Dependencies, Branching, and Short-Circuiting
Real pipelines are not straight lines. You may want to run different downstream paths depending on the day of week, skip a branch entirely if there is no new data, or fan out into parallel tasks and fan back in.
BranchPythonOperator
from airflow.operators.python import BranchPythonOperator
from airflow.operators.empty import EmptyOperator
def choose_path(**context):
execution_date = context["logical_date"]
if execution_date.weekday() == 0: # Monday
return "run_weekly_rollup"
return "skip_weekly"
branch = BranchPythonOperator(
task_id="branch_on_weekday",
python_callable=choose_path,
)
weekly = EmptyOperator(task_id="run_weekly_rollup")
skip = EmptyOperator(task_id="skip_weekly")
join = EmptyOperator(task_id="join", trigger_rule="none_failed_min_one_success")
branch >> [weekly, skip] >> join
ShortCircuitOperator
If a condition is false, skip everything downstream. Great for “no new data, no work” patterns.
from airflow.operators.python import ShortCircuitOperator
def has_new_rows(**context):
hook = PostgresHook(postgres_conn_id="warehouse")

• _Tasks to carry out_
• a. Rewrite the paragraph in the text on dependencies and branching that begins "Real pipelines are not straight lines" as a short bulleted list, keeping its main facts.
• b. Turn the listing, from its start through the line containing "Trace the outline", into a numbered list with blank lines left out.

• _Listed entries_
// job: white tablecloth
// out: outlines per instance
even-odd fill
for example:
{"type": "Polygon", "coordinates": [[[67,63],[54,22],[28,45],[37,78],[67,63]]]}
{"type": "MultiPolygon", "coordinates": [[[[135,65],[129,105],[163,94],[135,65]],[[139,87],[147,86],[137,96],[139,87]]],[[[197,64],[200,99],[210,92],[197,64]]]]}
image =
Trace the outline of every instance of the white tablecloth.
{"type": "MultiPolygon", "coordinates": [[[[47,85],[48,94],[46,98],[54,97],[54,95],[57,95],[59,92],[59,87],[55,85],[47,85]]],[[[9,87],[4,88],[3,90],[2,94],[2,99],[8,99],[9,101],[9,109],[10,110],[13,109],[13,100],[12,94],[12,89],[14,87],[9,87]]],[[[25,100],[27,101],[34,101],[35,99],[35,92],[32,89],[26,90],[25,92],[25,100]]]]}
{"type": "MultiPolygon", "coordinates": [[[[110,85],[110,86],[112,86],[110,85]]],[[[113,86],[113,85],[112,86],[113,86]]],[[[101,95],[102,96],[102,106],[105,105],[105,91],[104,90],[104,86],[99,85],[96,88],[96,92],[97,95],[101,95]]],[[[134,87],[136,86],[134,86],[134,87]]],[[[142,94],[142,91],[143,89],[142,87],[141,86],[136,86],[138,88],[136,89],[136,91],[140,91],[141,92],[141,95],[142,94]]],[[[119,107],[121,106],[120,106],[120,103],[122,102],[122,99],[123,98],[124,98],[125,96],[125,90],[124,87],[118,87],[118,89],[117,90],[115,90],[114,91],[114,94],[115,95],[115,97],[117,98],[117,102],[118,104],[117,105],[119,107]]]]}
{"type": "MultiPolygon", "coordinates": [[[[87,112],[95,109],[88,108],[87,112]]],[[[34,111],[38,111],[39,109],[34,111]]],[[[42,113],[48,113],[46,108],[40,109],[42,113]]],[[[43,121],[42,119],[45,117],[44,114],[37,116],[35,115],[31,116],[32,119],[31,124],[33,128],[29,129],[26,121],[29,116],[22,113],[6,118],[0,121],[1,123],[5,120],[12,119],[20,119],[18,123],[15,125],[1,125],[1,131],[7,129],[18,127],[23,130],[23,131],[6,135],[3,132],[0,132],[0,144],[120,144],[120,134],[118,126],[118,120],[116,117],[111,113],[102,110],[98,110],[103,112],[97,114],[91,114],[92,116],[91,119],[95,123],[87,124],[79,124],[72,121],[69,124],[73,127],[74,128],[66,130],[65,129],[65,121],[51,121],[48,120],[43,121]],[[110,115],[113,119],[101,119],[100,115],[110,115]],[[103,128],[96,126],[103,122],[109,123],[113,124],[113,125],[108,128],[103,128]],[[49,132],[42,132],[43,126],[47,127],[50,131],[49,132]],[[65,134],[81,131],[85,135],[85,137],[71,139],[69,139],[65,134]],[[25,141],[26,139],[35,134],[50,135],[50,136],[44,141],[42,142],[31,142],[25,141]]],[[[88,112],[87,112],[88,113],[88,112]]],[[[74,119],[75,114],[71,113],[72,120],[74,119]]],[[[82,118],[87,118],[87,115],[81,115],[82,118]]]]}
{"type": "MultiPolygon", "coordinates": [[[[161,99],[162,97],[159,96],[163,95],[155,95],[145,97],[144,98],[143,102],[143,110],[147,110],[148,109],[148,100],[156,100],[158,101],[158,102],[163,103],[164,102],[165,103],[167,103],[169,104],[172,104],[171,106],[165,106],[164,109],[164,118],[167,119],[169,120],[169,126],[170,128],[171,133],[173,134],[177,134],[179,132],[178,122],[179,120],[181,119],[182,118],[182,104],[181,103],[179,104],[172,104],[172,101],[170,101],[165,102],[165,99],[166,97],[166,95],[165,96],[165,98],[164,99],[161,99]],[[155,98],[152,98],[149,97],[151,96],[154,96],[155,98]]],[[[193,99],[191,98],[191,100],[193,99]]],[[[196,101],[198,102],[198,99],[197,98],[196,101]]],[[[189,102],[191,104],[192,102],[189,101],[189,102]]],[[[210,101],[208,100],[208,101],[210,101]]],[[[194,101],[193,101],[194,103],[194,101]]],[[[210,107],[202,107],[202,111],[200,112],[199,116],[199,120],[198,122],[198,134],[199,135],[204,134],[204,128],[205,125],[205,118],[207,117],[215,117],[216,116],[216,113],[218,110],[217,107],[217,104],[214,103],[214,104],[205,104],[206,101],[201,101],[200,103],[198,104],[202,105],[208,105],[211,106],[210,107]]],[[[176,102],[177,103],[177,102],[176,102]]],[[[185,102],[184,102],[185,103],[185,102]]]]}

• _Replies_
• a.
- Real pipelines are not straight lines.
- You may want to:
  - run different downstream paths depending on the day of the week
  - skip a branch entirely if there is no new data
  - fan out into parallel tasks and then fan back in

• b.
1. // job: white tablecloth
2. // out: outlines per instance
3. even-odd fill
4. for example:
5. {"type": "Polygon", "coordinates": [[[67,63],[54,22],[28,45],[37,78],[67,63]]]}
6. {"type": "MultiPolygon", "coordinates": [[[[135,65],[129,105],[163,94],[135,65]],[[139,87],[147,86],[137,96],[139,87]]],[[[197,64],[200,99],[210,92],[197,64]]]]}
7. image =
8. Trace the outline of every instance of the white tablecloth.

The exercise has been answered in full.